> **TASK BRIEF**:
What lines in the records below hold the string "TARGET"? Please show them.

══ SUPPLIED RECORDS

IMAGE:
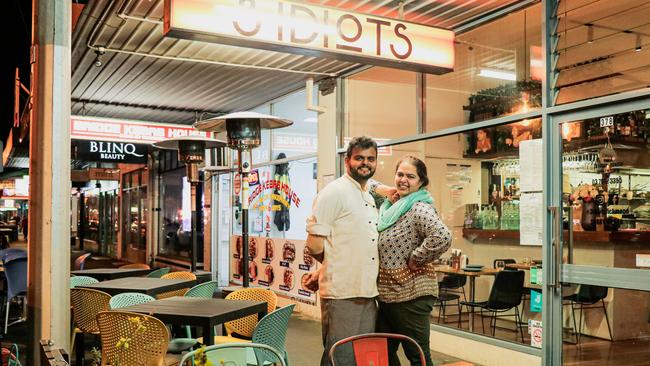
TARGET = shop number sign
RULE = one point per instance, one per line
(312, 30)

════
══ SUPPLIED RECORDS

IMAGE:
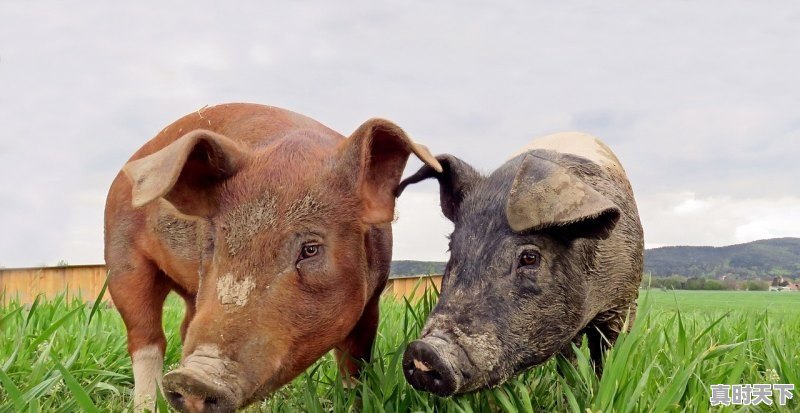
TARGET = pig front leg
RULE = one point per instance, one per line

════

> **EXPECTED ANSWER**:
TARGET = shop number sign
TARGET = pig front leg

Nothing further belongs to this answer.